• Problem to work on: Write the next part of the DataWorks data upload guide, picking up after its last sentence.

Upload data

The data upload and download service of DataWorks allows you to upload data from various sources, such as on-premises machines and Object Storage Service (OSS) buckets, to MaxCompute for data analysis, processing, and management. The data upload and download service provides efficient and convenient data transmission capabilities to implement data-driven business. This topic describes how to use the data upload and download service to upload data.

Limits

You can upload only data in the CSV format, and the data source must be an on-premises file or an OSS object.
You can upload data only to a MaxCompute compute engine.
If you upload an on-premises file, the file can be up to 5 GB in size.
If you upload data from an OSS bucket, the bucket must be in the same region as the current DataWorks workspace.

Prerequisites

A MaxCompute compute engine is associated with a DataWorks workspace. The MaxCompute compute engine is used to store data that you upload and to analyze and manage the data later. For information about how to associate a MaxCompute compute engine with a DataWorks workspace, see Associate a MaxCompute compute engine with a workspace.
If you upload data from an OSS bucket, the following conditions must be met:
- OSS is activated, an OSS bucket is created, and the file that you want to upload is stored in the OSS bucket. For more information, see Create a bucket and Upload objects.
- The Alibaba Cloud account that you want to use to upload data is granted the permissions to access the OSS bucket. For information about how to grant permissions to an account, see Overview.

Go to the Data Upload page

Go to the DataStudio page.
Log on to the DataWorks console. In the left-side navigation pane, choose Data Modeling and Development > DataStudio. On the page that appears, select the desired workspace from the drop-down list and click Go to DataStudio.
In the upper-left corner of the DataStudio page, click the icon and choose All Products > Data Integration > Upload and Download.
In the left-side navigation pane of the Upload and Download page, click the upload icon . The Data Upload page appears.
Click Data Upload and upload the desired data by following the on-screen instructions.

Select the data that you want to upload.
DataWorks allows you to upload a CSV file from an on-premises machine or an OSS bucket. You can select a method based on your business requirements and add a CSV file by following the on-screen instructions.
- Upload an on-premises file
  - You can upload only one CSV file, and the content in the file must be separated by commas (,).
  - By default, only data of the first sheet in the CSV file is uploaded. If multiple sheets exist, data of other sheets is ignored.
  - You can upload up to 5 GB of data.
- Upload data from an OSS bucket: You can select a CSV file only from a bucket in the same region as the current DataWorks workspace. If no bucket is accessible, create a bucket. For more information, see Create a bucket.

Configure the table in which you want to store the data to be uploaded.

You can store the data in an existing table or create a table based on your business requirements.

The following table describes the parameters.

Parameter	Description
Compute Engine	The value is fixed to MaxCompute.
MaxCompute Project Name	The MaxCompute project that is used to store the data to be uploaded.
Destination Table (set to Existing Table)	Select Destination Table: Set the parameter to the MaxCompute table that is used to store the data to be uploaded. You can enter a keyword to search for the desired MaxCompute table. Upload Method: the method that is used to add the data to be uploaded to the destination table based on mappings between source fields and destination fields. If you set the parameter to Overwrite, data of mapped fields in the destination table is overwritten. If you set the parameter to Append, the data that you want to upload is appended to the mapped fields in the destination table.

[Image segmentation records]
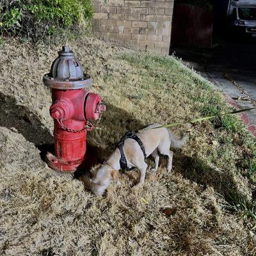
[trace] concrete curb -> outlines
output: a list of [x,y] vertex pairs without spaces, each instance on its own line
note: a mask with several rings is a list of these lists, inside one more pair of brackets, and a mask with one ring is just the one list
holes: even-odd
[[[197,74],[196,72],[195,72],[193,70],[189,68],[187,66],[186,66],[184,64],[183,64],[181,61],[178,61],[176,60],[175,58],[172,57],[173,59],[174,60],[175,62],[177,65],[180,65],[184,68],[185,70],[187,71],[190,72],[193,76],[196,79],[198,79],[199,81],[202,82],[206,83],[207,84],[209,84],[211,87],[212,87],[213,89],[218,90],[221,92],[217,86],[216,86],[212,83],[210,82],[209,81],[207,80],[205,78],[203,77],[202,76],[200,76],[198,74]],[[240,106],[239,106],[233,99],[227,94],[223,93],[221,92],[224,99],[225,101],[228,103],[229,104],[233,106],[237,109],[241,109],[241,108]],[[250,120],[249,118],[248,117],[247,115],[245,114],[244,113],[241,113],[239,114],[240,116],[241,119],[242,120],[243,122],[244,123],[244,125],[247,127],[247,130],[250,132],[251,132],[255,137],[256,137],[256,126],[254,125],[253,124],[252,124],[251,121]]]

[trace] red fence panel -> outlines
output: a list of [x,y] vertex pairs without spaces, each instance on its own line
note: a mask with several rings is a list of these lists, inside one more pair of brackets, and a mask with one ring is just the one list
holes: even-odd
[[212,35],[212,12],[202,7],[177,4],[173,10],[172,44],[209,47]]

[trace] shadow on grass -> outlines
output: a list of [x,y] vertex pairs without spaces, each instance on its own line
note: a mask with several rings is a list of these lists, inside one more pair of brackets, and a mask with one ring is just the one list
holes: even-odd
[[232,171],[214,168],[201,159],[184,155],[176,155],[173,161],[184,178],[205,188],[211,186],[222,195],[230,210],[244,211],[247,216],[256,214],[256,211],[256,211],[253,203],[249,202],[244,195],[239,191],[239,184],[235,180],[236,174]]

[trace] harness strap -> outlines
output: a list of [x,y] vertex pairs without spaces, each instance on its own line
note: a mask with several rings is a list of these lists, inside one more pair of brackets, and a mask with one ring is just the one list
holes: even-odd
[[124,154],[124,148],[123,148],[124,141],[126,139],[131,138],[131,139],[133,139],[133,140],[136,140],[138,142],[138,143],[139,144],[139,145],[143,153],[144,159],[147,158],[147,154],[145,151],[143,143],[142,143],[141,140],[136,135],[136,132],[138,132],[138,131],[127,132],[124,134],[124,136],[121,138],[120,141],[118,144],[118,147],[119,148],[119,150],[120,150],[120,154],[121,154],[121,158],[120,159],[119,163],[120,163],[120,168],[122,170],[128,170],[127,161],[126,160],[125,155]]

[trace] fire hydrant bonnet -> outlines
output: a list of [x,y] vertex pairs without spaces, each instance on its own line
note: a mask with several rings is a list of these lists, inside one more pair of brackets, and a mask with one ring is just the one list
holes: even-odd
[[45,85],[54,89],[76,90],[90,85],[90,76],[84,74],[79,61],[68,46],[58,52],[59,56],[53,61],[50,73],[44,76]]

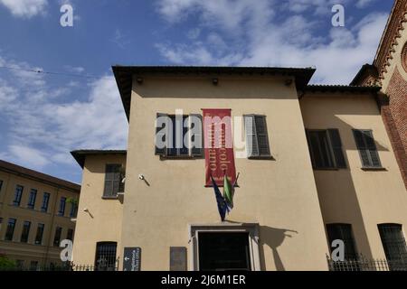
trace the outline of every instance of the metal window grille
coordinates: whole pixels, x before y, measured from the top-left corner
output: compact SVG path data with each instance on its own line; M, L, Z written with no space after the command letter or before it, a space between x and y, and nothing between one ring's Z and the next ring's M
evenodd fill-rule
M117 268L116 242L99 242L96 246L95 271L115 271Z
M359 255L355 259L334 261L327 256L329 271L407 271L403 260L369 259Z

• Final answer:
Destination Table (set to Create Table)	Table Name: the name of the table. Table Type: the type of the table. Valid values: Non-partitioned Table and Partitioned Table. If you set the parameter to Partitioned Table, you must specify the partition field and its value. Lifecycle: the lifecycle of the table. After the lifecycle is reached, the table may become unavailable. For more information about a lifecycle, see Lifecycle and Lifecycle management operations.

Preview the data that you want to upload and specify fields in the destination table.

After you select the data that you want to upload and the destination table to which you want to store the data, you can preview the data details, and configure mappings between fields in the source file and fields in the destination table. Data can be uploaded only after you configure the mappings.

Note

Only the first 20 data records can be previewed.

The following table describes the parameters.

Parameter	Description
Settings for fields in the destination table when Destination Table is set to Existing Table	You must configure mappings between fields in the data file and fields in the destination table. Data can be uploaded only after you configure the mappings. The mapping methods are Mapping by Column Name and Mapping by Order. You can also configure the name of a mapped field in the destination table. Note If no mapping exists between the data to be uploaded and the destination fields, the data is dimmed and not uploaded. One-to-more mappings are not supported. The Field Name and Field Type parameters for the source file must be configured. Otherwise, the data cannot be uploaded.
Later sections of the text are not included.